Edit the rows below by swapping "put a dot on each instance" for "mark every instance with a dot" everywhere it appears, and change nothing else. Leave the pictures out of your answer.
[Begin STORED DATA]
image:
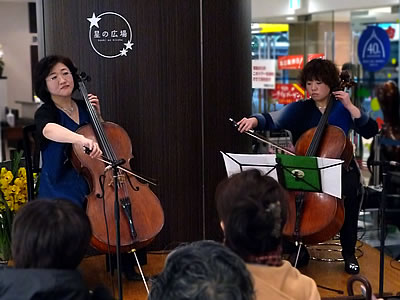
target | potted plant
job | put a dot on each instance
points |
(13, 194)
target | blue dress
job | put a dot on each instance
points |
(58, 178)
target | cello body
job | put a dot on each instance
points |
(147, 213)
(322, 214)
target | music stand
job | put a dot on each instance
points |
(329, 169)
(299, 173)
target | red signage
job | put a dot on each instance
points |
(287, 93)
(295, 62)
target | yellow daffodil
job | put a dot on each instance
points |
(3, 183)
(8, 176)
(20, 198)
(22, 172)
(19, 182)
(14, 189)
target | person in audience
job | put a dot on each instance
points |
(49, 240)
(252, 211)
(320, 77)
(203, 270)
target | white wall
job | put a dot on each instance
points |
(16, 41)
(262, 9)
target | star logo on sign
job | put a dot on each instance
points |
(128, 45)
(123, 52)
(94, 21)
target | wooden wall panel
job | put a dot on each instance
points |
(176, 121)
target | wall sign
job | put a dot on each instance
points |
(263, 73)
(110, 34)
(373, 48)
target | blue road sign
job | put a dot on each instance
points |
(373, 48)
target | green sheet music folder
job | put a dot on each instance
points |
(300, 173)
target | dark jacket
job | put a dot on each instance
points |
(45, 284)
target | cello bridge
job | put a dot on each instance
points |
(121, 180)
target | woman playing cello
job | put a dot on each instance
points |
(56, 122)
(319, 77)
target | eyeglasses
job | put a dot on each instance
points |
(56, 77)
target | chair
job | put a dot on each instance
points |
(32, 158)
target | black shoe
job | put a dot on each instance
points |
(351, 265)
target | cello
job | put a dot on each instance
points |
(305, 222)
(142, 215)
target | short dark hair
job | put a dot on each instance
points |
(50, 234)
(200, 271)
(253, 209)
(42, 70)
(322, 70)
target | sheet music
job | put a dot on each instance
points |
(331, 177)
(262, 162)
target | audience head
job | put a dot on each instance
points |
(200, 271)
(50, 234)
(42, 70)
(321, 70)
(252, 209)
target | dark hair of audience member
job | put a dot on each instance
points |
(50, 234)
(43, 69)
(253, 209)
(200, 271)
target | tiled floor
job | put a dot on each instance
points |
(369, 232)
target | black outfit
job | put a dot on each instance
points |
(298, 117)
(47, 284)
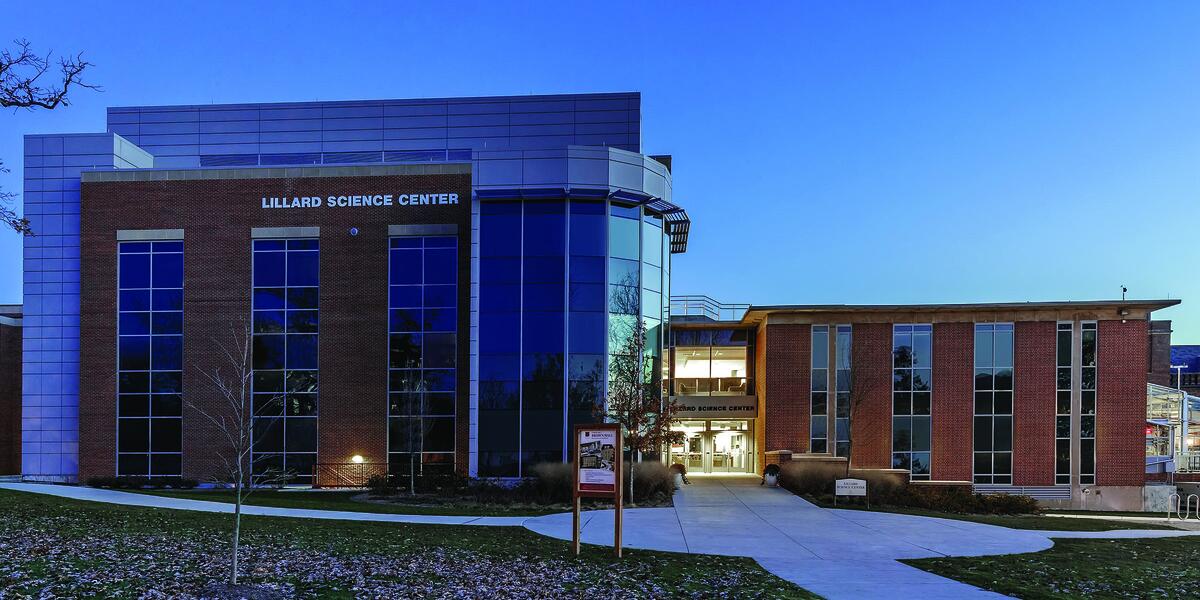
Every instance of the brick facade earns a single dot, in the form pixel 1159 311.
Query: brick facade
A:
pixel 786 361
pixel 10 400
pixel 953 401
pixel 353 298
pixel 1122 364
pixel 1033 402
pixel 871 421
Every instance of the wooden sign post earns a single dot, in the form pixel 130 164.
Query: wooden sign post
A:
pixel 598 473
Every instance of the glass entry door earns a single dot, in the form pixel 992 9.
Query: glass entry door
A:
pixel 714 447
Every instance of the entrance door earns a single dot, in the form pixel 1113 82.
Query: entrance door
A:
pixel 714 447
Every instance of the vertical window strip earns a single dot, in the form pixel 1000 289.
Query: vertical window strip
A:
pixel 1089 341
pixel 286 289
pixel 150 355
pixel 423 322
pixel 993 426
pixel 912 390
pixel 819 396
pixel 1063 385
pixel 843 385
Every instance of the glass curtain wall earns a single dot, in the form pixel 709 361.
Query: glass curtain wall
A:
pixel 149 358
pixel 423 322
pixel 561 292
pixel 912 378
pixel 712 363
pixel 543 331
pixel 285 357
pixel 994 403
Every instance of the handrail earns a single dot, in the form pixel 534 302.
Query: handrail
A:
pixel 699 305
pixel 346 474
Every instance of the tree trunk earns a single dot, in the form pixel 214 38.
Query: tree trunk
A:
pixel 631 465
pixel 412 472
pixel 237 532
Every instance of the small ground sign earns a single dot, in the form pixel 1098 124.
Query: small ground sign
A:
pixel 849 487
pixel 598 473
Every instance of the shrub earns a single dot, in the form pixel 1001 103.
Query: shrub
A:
pixel 551 483
pixel 809 478
pixel 652 480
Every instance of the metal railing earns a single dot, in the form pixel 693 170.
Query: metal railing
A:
pixel 705 307
pixel 1177 379
pixel 346 474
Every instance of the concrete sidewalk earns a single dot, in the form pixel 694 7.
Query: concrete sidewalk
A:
pixel 837 553
pixel 161 502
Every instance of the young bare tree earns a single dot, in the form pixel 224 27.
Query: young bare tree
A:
pixel 635 391
pixel 864 385
pixel 22 85
pixel 232 417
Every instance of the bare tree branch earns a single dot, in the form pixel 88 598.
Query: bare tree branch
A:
pixel 21 73
pixel 7 215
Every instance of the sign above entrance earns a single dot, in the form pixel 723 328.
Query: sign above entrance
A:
pixel 378 199
pixel 717 407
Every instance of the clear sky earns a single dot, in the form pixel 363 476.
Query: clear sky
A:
pixel 855 153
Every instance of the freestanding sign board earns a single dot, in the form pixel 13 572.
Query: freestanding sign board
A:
pixel 598 473
pixel 850 487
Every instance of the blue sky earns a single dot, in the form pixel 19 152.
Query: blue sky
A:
pixel 856 153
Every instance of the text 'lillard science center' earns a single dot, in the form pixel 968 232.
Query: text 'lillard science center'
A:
pixel 448 282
[End STORED DATA]
• RESPONSE TO THE TASK:
image:
target | potted plant
job | mark every instance with a dot
points |
(13, 194)
target | blue dress
job | mark every instance with a dot
points |
(58, 178)
target | cello body
job | mark every instance with a dot
points |
(147, 213)
(322, 214)
target | music stand
job | mark every instance with a dot
points |
(329, 169)
(299, 173)
target | red signage
job | mark every instance with a dot
points |
(287, 93)
(295, 62)
target | yellow daffodil
job | mark every instance with a dot
points |
(3, 183)
(8, 176)
(20, 198)
(22, 172)
(19, 182)
(14, 189)
target | person in audience
job | mark every instance with a dot
points |
(49, 240)
(252, 211)
(320, 77)
(203, 270)
target | white wall
job | mark every instance with a dot
points |
(16, 41)
(262, 9)
target | star logo on sign
job | mark every instance with a dot
points |
(128, 45)
(123, 52)
(94, 21)
target | wooden wall panel
job | mark every instance with a dot
points |
(176, 121)
target | wall sign
job | mark every instance with a dot
points |
(263, 73)
(110, 34)
(373, 48)
target | blue road sign
job | mark every instance with a dot
points |
(373, 48)
target | green sheet music folder
job | mark every instance with a dot
points |
(300, 173)
target | dark jacket
job | mark every instance with a dot
points |
(45, 284)
target | cello bridge
job | mark every instance with a dot
points |
(121, 180)
target | woman playing cello
job | mark every instance with a dot
points |
(56, 122)
(319, 77)
target | eyeglasses
job | mark every instance with a dot
points |
(56, 77)
target | chair
job | mark every instance with a dot
points |
(32, 158)
target | black shoe
job | mark every instance with a dot
points |
(351, 265)
target | cello
job | mark every instance with a dot
points |
(305, 222)
(142, 215)
target | short dark hair
job | mark every instance with a dot
points |
(50, 234)
(200, 271)
(253, 209)
(42, 70)
(322, 70)
target | sheet music
job | mark every instance with a dot
points |
(331, 177)
(262, 162)
target | audience head
job | mark every instance with a dot
points |
(200, 271)
(50, 234)
(42, 70)
(321, 70)
(252, 209)
target | dark hair of audience member
job | mark every instance with a dot
points |
(50, 234)
(43, 69)
(253, 209)
(200, 271)
target | tiled floor
job | mark every instance with a dot
points |
(369, 232)
target | black outfit
job | mark every instance with a dot
points |
(298, 117)
(47, 284)
Every instance of the brick facade earns a single dot, in the form pixel 1159 311.
Query: brick facade
A:
pixel 786 361
pixel 10 400
pixel 953 401
pixel 353 298
pixel 1122 364
pixel 1033 402
pixel 871 421
Every instance of the wooden sign post earns a single dot, in the form pixel 130 164.
Query: wooden sign post
A:
pixel 598 473
Every instance of the glass entry door earns a single dot, in the form pixel 992 9.
Query: glass entry door
A:
pixel 714 447
Every instance of the entrance door earns a single dot, in the form pixel 1113 82.
Query: entrance door
A:
pixel 714 447
Every instance of the vertical window strip earns a single dot, in the form pixel 1000 289.
Query: vertical window strip
A:
pixel 1089 341
pixel 286 289
pixel 150 355
pixel 423 322
pixel 993 426
pixel 912 390
pixel 819 396
pixel 1063 385
pixel 843 385
Every instance of the glass curtain wall earns a single dot, in the form pixel 709 361.
Query: glass curtain wall
A:
pixel 149 358
pixel 423 322
pixel 561 292
pixel 912 378
pixel 712 363
pixel 543 331
pixel 285 357
pixel 994 403
Every instance of the handrail earns a single dot, in the form pixel 534 302.
Query: handrail
A:
pixel 699 305
pixel 346 474
Every instance of the tree trunk earns a single dot, in the form pixel 214 38.
Query: tree trunk
A:
pixel 631 465
pixel 412 472
pixel 237 532
Every instance of the small ground sign earns a single dot, in the form pixel 1098 124.
Query: small ground sign
A:
pixel 849 487
pixel 598 473
Every instance of the shrub earns a single dot, in the form pixel 1001 103.
Query: shrub
A:
pixel 551 483
pixel 809 478
pixel 652 480
Every instance of the metal railing earns a single dot, in the form pixel 693 170.
Query: metal railing
A:
pixel 705 307
pixel 1177 379
pixel 346 474
Every instance of the concrete sidewalk earns a single dot, in the form pixel 694 7.
Query: concrete sidewalk
A:
pixel 837 553
pixel 161 502
Every instance of the young bare tree earns a single dot, in the form pixel 224 27.
Query: young bare tree
A:
pixel 635 391
pixel 864 385
pixel 22 85
pixel 232 417
Every instance of the bare tree branch earns a single dot, in the form pixel 88 598.
Query: bare tree branch
A:
pixel 21 73
pixel 7 215
Every instance of the sign above entrance earns a single dot, in the form pixel 723 328.
Query: sign above entrance
A:
pixel 378 199
pixel 717 407
Every instance of the clear sky earns a single dot, in the form pixel 363 476.
Query: clear sky
A:
pixel 855 153
Every instance of the freestanding sign board earns a single dot, in the form pixel 13 572.
Query: freestanding sign board
A:
pixel 598 473
pixel 850 487
Every instance of the blue sky earns a single dot, in the form pixel 19 152.
Query: blue sky
A:
pixel 856 153
Every instance of the text 'lillard science center' earns a single dot, in the form pixel 968 232.
Query: text 'lillard science center'
A:
pixel 448 282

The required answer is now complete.